[Opening Data supplied section]
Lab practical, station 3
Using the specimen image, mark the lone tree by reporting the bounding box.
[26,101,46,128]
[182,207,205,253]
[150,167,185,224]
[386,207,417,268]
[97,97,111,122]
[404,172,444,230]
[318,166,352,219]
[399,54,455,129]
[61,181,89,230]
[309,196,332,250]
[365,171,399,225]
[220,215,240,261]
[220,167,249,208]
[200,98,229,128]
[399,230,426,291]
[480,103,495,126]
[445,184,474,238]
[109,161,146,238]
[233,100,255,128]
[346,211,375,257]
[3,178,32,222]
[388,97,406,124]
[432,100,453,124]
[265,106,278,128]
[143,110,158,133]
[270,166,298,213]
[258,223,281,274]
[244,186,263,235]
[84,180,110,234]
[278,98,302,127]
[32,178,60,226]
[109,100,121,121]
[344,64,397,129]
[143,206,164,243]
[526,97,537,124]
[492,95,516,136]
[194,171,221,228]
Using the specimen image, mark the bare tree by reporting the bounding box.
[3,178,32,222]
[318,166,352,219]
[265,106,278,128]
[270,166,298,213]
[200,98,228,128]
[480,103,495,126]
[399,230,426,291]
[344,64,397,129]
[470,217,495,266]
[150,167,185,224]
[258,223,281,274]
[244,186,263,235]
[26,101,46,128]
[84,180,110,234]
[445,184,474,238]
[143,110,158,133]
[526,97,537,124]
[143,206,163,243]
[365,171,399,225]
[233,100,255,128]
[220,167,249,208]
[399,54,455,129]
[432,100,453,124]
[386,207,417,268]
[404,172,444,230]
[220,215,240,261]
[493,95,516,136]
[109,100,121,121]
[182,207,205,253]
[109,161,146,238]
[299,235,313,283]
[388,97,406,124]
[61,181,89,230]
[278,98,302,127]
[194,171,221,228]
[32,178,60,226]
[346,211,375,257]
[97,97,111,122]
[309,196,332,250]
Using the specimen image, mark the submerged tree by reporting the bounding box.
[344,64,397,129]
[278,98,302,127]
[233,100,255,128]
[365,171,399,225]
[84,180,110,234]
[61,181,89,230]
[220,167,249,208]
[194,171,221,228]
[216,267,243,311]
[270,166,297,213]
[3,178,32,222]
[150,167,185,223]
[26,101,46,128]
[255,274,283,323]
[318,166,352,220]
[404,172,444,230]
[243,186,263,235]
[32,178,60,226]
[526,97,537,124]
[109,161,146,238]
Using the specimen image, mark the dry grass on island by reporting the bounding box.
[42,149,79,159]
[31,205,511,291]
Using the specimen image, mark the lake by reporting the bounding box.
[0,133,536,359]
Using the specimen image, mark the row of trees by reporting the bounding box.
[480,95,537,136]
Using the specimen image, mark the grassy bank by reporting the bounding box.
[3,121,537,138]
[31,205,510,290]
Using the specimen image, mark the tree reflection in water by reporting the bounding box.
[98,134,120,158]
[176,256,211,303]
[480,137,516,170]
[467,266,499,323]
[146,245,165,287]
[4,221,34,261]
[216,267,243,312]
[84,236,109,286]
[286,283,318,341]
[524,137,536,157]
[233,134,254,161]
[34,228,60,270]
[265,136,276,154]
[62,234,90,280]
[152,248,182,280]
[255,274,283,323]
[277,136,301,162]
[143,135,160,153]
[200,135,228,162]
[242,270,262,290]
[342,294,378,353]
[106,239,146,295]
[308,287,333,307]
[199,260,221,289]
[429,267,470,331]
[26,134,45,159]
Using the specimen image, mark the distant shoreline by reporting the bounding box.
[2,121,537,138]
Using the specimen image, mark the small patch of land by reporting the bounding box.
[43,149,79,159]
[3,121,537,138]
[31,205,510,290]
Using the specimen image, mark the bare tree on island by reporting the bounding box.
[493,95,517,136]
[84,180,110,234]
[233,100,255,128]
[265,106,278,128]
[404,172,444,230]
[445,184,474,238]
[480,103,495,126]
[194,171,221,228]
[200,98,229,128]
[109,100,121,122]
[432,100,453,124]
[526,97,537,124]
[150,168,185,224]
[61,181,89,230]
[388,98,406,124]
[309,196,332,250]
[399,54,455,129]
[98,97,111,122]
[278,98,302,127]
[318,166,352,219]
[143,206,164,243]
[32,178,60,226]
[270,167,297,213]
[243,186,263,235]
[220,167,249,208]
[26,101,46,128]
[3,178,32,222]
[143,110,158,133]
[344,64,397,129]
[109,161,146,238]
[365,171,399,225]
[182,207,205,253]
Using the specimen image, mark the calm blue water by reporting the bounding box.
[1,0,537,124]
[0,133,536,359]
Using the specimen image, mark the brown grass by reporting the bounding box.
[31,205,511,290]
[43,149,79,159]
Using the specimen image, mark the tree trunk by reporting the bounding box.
[Closing Data supplied section]
**Required action**.
From the first line to the last, reproduce the data exactly.

**Answer section**.
Lab practical, station 3
Using the specimen image, mark the lone tree by reporting the bounding box.
[26,101,46,128]
[182,207,205,253]
[150,167,185,224]
[386,207,417,268]
[97,97,111,122]
[404,172,444,230]
[318,166,352,219]
[399,54,455,129]
[61,181,89,230]
[309,196,332,250]
[365,171,399,225]
[220,215,240,261]
[220,167,249,208]
[200,98,229,128]
[399,230,426,291]
[480,103,495,126]
[445,184,474,238]
[109,161,146,238]
[233,100,255,128]
[346,211,375,257]
[3,178,32,222]
[388,97,406,124]
[432,100,453,124]
[265,106,278,128]
[143,110,158,133]
[270,166,298,213]
[258,223,281,274]
[244,186,263,235]
[84,180,110,234]
[278,98,302,127]
[32,178,60,226]
[109,100,121,121]
[344,64,397,129]
[143,206,164,243]
[526,97,537,124]
[492,95,516,136]
[194,171,221,228]
Using the specimen image, mark the bare tree by reporting the bounding box.
[3,178,32,222]
[318,166,352,219]
[265,106,278,128]
[270,166,298,213]
[200,98,228,128]
[480,103,495,126]
[399,230,426,291]
[344,64,397,129]
[470,217,495,266]
[150,167,185,224]
[258,223,281,274]
[244,186,263,235]
[26,101,46,128]
[84,180,110,234]
[445,184,474,238]
[143,110,158,133]
[526,97,537,124]
[143,206,163,243]
[365,171,399,225]
[233,100,255,128]
[220,167,249,208]
[399,54,455,129]
[432,100,453,124]
[386,207,417,268]
[404,172,444,230]
[220,215,240,261]
[493,95,516,136]
[109,100,121,121]
[182,207,205,253]
[109,161,146,238]
[299,235,313,283]
[388,97,406,124]
[61,181,89,230]
[278,98,302,127]
[194,171,221,228]
[32,178,60,226]
[346,211,375,257]
[97,97,111,122]
[309,196,332,250]
Using the specimen image, mark the submerged tree by reporting the bounding box.
[344,64,397,129]
[278,98,302,127]
[233,100,255,128]
[365,171,399,225]
[84,180,110,234]
[61,181,89,230]
[220,167,249,208]
[194,171,221,228]
[216,267,243,311]
[270,166,297,213]
[3,178,32,222]
[150,167,185,223]
[26,101,46,128]
[255,274,283,323]
[318,166,352,220]
[404,172,444,230]
[243,186,263,235]
[32,178,60,226]
[526,97,537,124]
[109,161,146,238]
Using the specimen image, mark the dry grass on island by reporting the bounding box.
[42,149,79,159]
[31,205,511,291]
Using the specimen image, mark the lake by reporting the bounding box.
[0,133,536,359]
Using the specimen image, mark the row of trees by reporting the bounding box.
[480,95,537,136]
Using the specimen image, mark the grassy bank by reporting the bounding box.
[3,121,537,138]
[31,205,510,290]
Using the specimen image, mark the tree reflection in water by reporting the bounding box.
[98,134,120,158]
[176,256,211,303]
[480,137,516,170]
[467,266,499,323]
[146,245,165,287]
[4,221,34,261]
[216,267,243,312]
[84,236,109,286]
[286,283,318,341]
[524,137,536,157]
[233,134,254,161]
[34,228,60,270]
[265,136,276,154]
[62,234,90,280]
[152,248,182,280]
[255,274,283,323]
[277,136,301,162]
[143,135,160,153]
[200,135,228,162]
[242,270,262,290]
[342,294,378,353]
[106,239,146,295]
[308,287,333,307]
[199,260,221,289]
[429,267,470,331]
[26,134,45,159]
Using the specimen image, mark the distant shoreline by reporting the bounding box.
[2,121,537,138]
Using the specimen image, mark the small patch of land by reporting the bounding box.
[43,149,79,159]
[3,121,537,138]
[31,205,510,290]
Using the specimen image, mark the bare tree on island by reporting the bounding box.
[493,95,517,136]
[84,180,110,234]
[233,100,255,128]
[265,106,278,128]
[404,172,444,230]
[445,184,474,238]
[480,103,495,126]
[194,171,221,228]
[200,98,229,128]
[109,100,121,122]
[432,100,453,124]
[526,97,537,124]
[150,168,185,224]
[61,181,89,230]
[388,98,406,124]
[309,196,332,250]
[399,54,455,129]
[98,97,111,122]
[278,98,302,127]
[318,166,352,219]
[143,206,164,243]
[32,178,60,226]
[270,167,297,213]
[243,186,263,235]
[220,167,249,208]
[26,101,46,128]
[3,178,32,222]
[143,110,158,133]
[344,64,397,129]
[109,161,146,238]
[365,171,399,225]
[182,207,205,253]
Using the specimen image, mark the calm blue water by reporting the bounding box.
[1,0,537,124]
[0,133,536,359]
Using the specimen image, mark the brown grass by reporting the bounding box.
[31,205,511,290]
[43,149,79,159]
Using the specimen image, mark the tree trunk by reporting the bounding box.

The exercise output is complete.